OPDRACHTEN EN OEFENINGEN:
• 1. In welke fase bevindt de derde industriële revolutie zich volgens de tekst over de Dow Jones?
• 2. Zet de tekst over de Dow Jones en de industriële revoluties voort na de laatste zin.

TEKSTFRAGMENT:

------------------------------------------------------------

Figuur: Wijzigingen in de Dow Jones over de laatste twee
industriële revoluties.
Figuur: Het Koersverloop van de Dow Jones over de laatste twee
industriële revoluties. Vanaf 1990 is de koersstijging in punten in
een enorme versnelling terechtgekomen.
Zullen Beursindexen verder dalen?
Het bepalen van de beursindexwaarden zoals hierboven beschreven
en de weergave van indexen in historische grafieken zijn bruikbare
indicatoren om aan te geven in welke fase een industriële revolutie
zich bevindt.
De derde industriële revolutie bevindt zich duidelijk in de
verzadigings- en aftakelingsfase. Deze fase kenmerkt zich, doordat
de markt verzadigd is en de concurrentie toeneemt. Alleen de
sterkste bedrijven kunnen de concurrentie aan, of nemen de
concurrentie over (denk aan de overnames die Oracle en Microsoft de
laatste jaren hebben gedaan). Onder de motorkap is er in ICT-land
relatief weinig technisch nieuws meer onder de zon, alhoewel de
marketingmachines vanuit Amerika ons anders willen laten
geloven.

------------------------------------------------------------

MATERIAAL:

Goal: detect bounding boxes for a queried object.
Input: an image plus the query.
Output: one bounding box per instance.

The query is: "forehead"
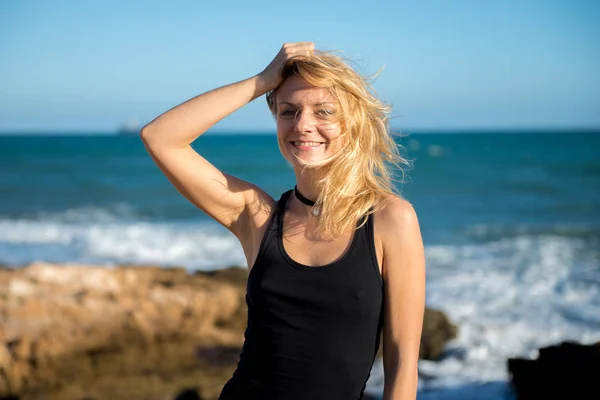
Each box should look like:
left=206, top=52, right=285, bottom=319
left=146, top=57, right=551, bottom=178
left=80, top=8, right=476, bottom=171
left=277, top=75, right=333, bottom=104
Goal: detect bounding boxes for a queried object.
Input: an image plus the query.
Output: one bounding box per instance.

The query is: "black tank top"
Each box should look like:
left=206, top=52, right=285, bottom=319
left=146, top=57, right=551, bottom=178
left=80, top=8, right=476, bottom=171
left=219, top=190, right=383, bottom=400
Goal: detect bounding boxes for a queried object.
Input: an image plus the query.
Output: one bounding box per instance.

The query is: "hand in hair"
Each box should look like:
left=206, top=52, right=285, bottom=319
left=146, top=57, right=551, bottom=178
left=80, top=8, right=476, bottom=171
left=258, top=42, right=315, bottom=92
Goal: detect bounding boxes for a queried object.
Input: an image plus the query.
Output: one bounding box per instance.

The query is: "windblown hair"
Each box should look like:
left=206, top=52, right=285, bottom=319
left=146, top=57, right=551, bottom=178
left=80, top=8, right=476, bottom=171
left=266, top=51, right=411, bottom=238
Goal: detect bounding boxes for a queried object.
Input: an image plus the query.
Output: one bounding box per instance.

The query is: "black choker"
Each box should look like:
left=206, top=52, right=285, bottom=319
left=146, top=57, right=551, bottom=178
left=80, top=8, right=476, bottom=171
left=294, top=186, right=320, bottom=217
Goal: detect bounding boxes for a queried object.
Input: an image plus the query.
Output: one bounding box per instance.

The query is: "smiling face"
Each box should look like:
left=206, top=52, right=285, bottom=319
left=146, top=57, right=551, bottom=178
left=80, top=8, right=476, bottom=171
left=276, top=75, right=343, bottom=167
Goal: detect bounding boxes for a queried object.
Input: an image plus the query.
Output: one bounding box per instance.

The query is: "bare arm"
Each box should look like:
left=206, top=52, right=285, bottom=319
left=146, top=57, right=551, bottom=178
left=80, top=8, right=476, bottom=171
left=382, top=198, right=425, bottom=400
left=141, top=43, right=314, bottom=240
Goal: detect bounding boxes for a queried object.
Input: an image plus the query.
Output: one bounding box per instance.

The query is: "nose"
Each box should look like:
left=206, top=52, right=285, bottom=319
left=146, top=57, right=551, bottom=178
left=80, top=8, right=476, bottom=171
left=294, top=111, right=316, bottom=133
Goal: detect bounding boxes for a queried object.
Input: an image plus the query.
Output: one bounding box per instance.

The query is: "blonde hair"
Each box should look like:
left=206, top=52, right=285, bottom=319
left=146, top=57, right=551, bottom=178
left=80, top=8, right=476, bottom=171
left=266, top=51, right=410, bottom=238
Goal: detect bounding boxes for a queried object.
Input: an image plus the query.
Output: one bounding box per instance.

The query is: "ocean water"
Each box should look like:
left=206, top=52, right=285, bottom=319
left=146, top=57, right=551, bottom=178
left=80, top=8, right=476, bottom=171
left=0, top=132, right=600, bottom=400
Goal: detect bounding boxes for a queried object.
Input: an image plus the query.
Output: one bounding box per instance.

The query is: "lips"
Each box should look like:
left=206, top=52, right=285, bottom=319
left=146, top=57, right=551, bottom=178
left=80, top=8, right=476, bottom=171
left=289, top=140, right=325, bottom=148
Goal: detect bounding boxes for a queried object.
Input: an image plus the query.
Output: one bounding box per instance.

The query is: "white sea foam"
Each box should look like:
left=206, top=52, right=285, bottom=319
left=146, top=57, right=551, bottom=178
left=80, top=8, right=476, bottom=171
left=0, top=212, right=246, bottom=269
left=368, top=235, right=600, bottom=400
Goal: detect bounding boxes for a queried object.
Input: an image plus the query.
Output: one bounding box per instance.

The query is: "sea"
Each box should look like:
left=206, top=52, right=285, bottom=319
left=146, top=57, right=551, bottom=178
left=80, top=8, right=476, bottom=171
left=0, top=130, right=600, bottom=400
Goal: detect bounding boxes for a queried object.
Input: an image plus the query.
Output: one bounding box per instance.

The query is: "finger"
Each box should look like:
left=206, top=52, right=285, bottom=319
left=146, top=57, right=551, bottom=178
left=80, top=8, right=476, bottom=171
left=283, top=42, right=315, bottom=50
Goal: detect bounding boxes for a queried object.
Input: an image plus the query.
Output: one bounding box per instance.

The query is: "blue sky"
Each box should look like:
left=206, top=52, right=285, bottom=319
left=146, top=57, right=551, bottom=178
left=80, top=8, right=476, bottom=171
left=0, top=0, right=600, bottom=132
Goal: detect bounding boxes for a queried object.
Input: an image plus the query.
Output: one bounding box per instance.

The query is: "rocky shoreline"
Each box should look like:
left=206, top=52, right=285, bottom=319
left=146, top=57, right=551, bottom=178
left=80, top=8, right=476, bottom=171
left=0, top=262, right=456, bottom=400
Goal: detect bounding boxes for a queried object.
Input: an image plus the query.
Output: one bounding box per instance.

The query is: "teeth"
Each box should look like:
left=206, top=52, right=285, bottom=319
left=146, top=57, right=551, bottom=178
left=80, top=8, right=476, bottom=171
left=292, top=142, right=322, bottom=147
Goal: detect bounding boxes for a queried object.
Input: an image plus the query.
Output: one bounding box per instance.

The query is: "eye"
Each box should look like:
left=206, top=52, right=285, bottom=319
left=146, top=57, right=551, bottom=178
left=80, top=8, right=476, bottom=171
left=315, top=108, right=334, bottom=118
left=279, top=110, right=296, bottom=118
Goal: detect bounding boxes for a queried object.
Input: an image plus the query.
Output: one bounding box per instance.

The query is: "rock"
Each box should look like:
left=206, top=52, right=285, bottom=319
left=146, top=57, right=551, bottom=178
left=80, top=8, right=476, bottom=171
left=507, top=342, right=600, bottom=400
left=419, top=308, right=457, bottom=360
left=0, top=263, right=246, bottom=400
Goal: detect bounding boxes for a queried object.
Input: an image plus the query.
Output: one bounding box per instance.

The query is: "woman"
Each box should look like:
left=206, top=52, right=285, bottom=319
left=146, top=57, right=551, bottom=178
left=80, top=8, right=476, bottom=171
left=141, top=42, right=425, bottom=400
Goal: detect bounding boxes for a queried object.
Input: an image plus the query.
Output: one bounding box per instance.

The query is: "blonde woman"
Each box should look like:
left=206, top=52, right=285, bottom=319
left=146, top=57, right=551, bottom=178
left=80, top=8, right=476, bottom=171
left=141, top=42, right=425, bottom=400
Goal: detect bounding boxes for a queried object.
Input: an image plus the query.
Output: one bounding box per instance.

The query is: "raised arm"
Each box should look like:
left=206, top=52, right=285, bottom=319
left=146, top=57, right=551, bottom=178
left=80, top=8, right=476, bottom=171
left=141, top=43, right=314, bottom=240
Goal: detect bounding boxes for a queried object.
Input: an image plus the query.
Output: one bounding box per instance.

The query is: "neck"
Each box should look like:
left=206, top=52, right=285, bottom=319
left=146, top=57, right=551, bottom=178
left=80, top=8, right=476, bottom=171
left=293, top=172, right=319, bottom=216
left=296, top=171, right=319, bottom=201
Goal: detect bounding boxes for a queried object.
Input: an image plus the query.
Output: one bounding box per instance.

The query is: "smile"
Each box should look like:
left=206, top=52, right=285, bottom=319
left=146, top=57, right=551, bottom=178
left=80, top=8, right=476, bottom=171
left=289, top=141, right=325, bottom=148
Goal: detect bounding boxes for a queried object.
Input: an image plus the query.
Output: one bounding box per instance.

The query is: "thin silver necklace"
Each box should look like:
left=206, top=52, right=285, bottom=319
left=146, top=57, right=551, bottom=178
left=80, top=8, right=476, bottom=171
left=294, top=185, right=321, bottom=217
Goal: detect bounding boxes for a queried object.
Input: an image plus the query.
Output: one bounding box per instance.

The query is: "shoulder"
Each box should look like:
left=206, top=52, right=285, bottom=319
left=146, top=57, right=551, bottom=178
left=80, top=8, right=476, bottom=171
left=373, top=195, right=424, bottom=281
left=374, top=195, right=419, bottom=239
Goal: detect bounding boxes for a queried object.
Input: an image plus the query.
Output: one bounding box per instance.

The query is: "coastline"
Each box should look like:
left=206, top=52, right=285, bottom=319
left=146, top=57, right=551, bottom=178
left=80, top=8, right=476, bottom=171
left=0, top=262, right=456, bottom=400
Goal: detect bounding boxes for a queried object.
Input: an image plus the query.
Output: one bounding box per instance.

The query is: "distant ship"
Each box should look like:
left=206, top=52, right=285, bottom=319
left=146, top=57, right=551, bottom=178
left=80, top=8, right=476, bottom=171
left=117, top=118, right=142, bottom=135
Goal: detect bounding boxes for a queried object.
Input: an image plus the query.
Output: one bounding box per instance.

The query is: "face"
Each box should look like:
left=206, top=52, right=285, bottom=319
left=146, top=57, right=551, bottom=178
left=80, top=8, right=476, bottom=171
left=276, top=75, right=343, bottom=167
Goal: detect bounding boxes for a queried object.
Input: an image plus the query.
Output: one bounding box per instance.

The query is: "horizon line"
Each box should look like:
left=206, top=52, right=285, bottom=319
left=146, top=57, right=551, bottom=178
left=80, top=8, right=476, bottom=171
left=0, top=126, right=600, bottom=136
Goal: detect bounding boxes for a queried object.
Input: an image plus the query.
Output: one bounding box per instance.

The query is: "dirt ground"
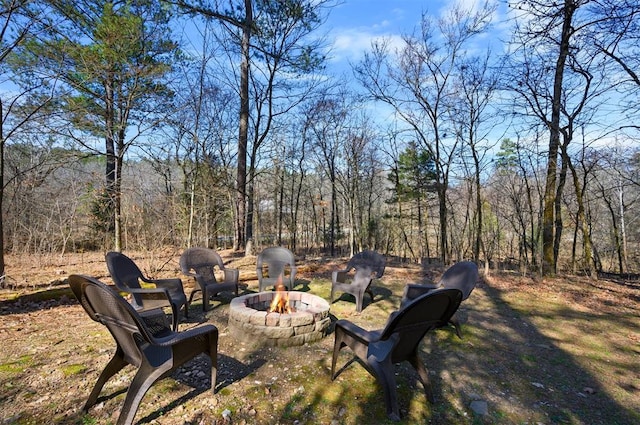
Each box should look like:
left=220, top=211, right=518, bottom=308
left=0, top=249, right=640, bottom=425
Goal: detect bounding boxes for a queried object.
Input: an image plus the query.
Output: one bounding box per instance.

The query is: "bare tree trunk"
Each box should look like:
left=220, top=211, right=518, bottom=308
left=542, top=0, right=578, bottom=276
left=233, top=0, right=253, bottom=250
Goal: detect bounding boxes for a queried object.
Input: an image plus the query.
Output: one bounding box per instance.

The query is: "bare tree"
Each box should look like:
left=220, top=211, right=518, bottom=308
left=355, top=5, right=493, bottom=261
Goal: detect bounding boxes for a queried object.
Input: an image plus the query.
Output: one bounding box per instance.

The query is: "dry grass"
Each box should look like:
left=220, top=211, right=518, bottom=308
left=0, top=249, right=640, bottom=425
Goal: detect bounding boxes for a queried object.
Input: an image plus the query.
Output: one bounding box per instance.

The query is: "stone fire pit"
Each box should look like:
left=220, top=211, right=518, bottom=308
left=229, top=291, right=331, bottom=346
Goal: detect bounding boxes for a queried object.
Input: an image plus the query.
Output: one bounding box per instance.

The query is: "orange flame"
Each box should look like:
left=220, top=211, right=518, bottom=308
left=269, top=278, right=294, bottom=314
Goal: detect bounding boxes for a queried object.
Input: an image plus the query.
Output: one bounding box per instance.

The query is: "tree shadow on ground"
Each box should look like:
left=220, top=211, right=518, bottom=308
left=270, top=274, right=640, bottom=425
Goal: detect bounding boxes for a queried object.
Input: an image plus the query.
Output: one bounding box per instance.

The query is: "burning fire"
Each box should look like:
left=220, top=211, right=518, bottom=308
left=269, top=280, right=295, bottom=314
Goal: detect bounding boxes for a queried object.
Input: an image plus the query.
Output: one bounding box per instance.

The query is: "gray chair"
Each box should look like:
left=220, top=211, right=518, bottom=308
left=180, top=247, right=240, bottom=311
left=256, top=246, right=298, bottom=292
left=331, top=251, right=387, bottom=312
left=400, top=261, right=479, bottom=339
left=331, top=289, right=462, bottom=421
left=69, top=275, right=218, bottom=425
left=105, top=251, right=189, bottom=331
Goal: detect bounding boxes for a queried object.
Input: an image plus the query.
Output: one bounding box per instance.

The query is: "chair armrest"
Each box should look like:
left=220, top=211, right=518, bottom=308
left=151, top=324, right=218, bottom=347
left=331, top=269, right=349, bottom=284
left=182, top=270, right=197, bottom=277
left=125, top=288, right=178, bottom=315
left=335, top=319, right=380, bottom=344
left=223, top=269, right=240, bottom=283
left=402, top=283, right=440, bottom=302
left=149, top=278, right=182, bottom=291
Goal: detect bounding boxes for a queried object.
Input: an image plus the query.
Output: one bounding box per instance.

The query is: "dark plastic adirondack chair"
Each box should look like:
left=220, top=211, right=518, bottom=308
left=331, top=289, right=462, bottom=421
left=105, top=252, right=189, bottom=331
left=69, top=275, right=218, bottom=425
left=400, top=261, right=478, bottom=339
left=256, top=246, right=298, bottom=292
left=331, top=251, right=387, bottom=312
left=180, top=247, right=240, bottom=311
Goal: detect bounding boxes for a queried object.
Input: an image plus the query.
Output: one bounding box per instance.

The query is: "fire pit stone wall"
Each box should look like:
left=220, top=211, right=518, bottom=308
left=229, top=291, right=331, bottom=346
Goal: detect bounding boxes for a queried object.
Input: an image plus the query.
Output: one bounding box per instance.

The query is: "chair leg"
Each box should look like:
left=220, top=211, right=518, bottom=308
left=202, top=288, right=209, bottom=311
left=408, top=352, right=434, bottom=403
left=367, top=356, right=400, bottom=422
left=209, top=332, right=218, bottom=394
left=171, top=308, right=180, bottom=332
left=449, top=319, right=462, bottom=339
left=331, top=327, right=347, bottom=381
left=83, top=347, right=128, bottom=412
left=117, top=361, right=172, bottom=425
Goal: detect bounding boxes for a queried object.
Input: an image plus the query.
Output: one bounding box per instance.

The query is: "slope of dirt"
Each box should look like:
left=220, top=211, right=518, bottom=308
left=0, top=249, right=640, bottom=425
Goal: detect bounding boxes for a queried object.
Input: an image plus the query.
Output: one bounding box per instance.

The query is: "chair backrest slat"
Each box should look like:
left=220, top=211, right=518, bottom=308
left=380, top=289, right=462, bottom=363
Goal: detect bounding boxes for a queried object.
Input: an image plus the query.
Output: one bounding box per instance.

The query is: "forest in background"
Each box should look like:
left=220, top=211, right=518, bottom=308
left=0, top=0, right=640, bottom=284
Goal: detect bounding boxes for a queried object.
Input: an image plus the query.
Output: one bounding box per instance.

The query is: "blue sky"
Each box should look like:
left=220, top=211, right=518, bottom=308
left=325, top=0, right=508, bottom=73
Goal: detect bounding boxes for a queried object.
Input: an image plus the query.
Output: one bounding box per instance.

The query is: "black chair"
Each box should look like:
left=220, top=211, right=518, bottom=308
left=180, top=247, right=240, bottom=311
left=105, top=251, right=189, bottom=331
left=331, top=289, right=462, bottom=421
left=331, top=251, right=387, bottom=313
left=69, top=275, right=218, bottom=425
left=400, top=261, right=479, bottom=339
left=256, top=246, right=298, bottom=292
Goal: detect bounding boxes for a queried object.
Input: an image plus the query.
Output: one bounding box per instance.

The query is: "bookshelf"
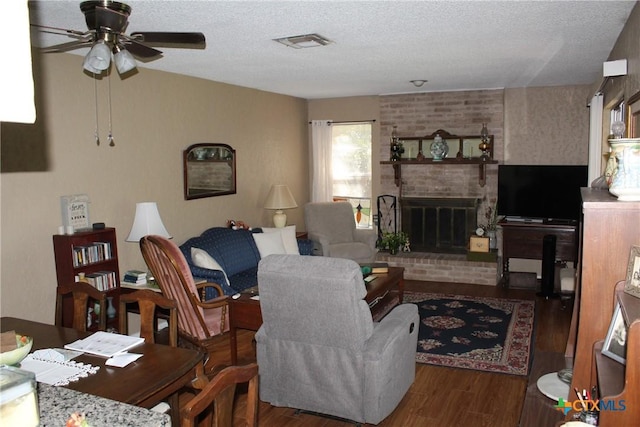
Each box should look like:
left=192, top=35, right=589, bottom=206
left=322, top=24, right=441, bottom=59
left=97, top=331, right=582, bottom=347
left=53, top=227, right=120, bottom=330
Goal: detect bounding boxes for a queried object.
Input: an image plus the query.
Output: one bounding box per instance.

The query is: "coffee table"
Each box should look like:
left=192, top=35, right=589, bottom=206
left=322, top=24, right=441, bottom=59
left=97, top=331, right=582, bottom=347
left=229, top=267, right=404, bottom=365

------------------------------------------------------------

ANTWOORDEN PER OPDRACHT:
• 1. In de verzadigings- en aftakelingsfase.

• 2.
In de voorontwikkelingsfase en take-off fase van een transitie
ontstaan er veel nieuwe bedrijven. Het is een divergerend proces.
Met name financiële instellingen spelen een belangrijke rol. Er is
in deze fase per slot van rekening veel financiering nodig. De
grafiek van salarissen van de financiële sector vertoont dan ook
dezelfde s-curves als van beide ind. revoluties.
Figuur: Historisch overzicht salarissen in de financiële
sector
Beleggers worden euforisch bij het horen van fusies en
overnames. In feite geven fusies en overnames de convergerende
processen weer aan het einde van een transitie. Objectief gezien is
elke fusie of overname een vermindering van economische
activiteiten. Dit wordt pijnlijk duidelijk als we naar de
werkloosheidscijfers van diverse samenlevingen kijken.
Nieuwe industriële revoluties ontstaan door nieuwe ideeën,
uitvindingen en ontdekkingen, ofwel nieuwe kennis of inzichten. Ook
hier hebben we als mensheid een verzadigingspunt bereikt. Er zullen
steeds minder bedrijven komen in de ‘take-off’-fase of
versnellingsfase die de bedrijven in de stabilisatiefase of de
aftakelingsfase in het indexenmandje kunnen vervangen.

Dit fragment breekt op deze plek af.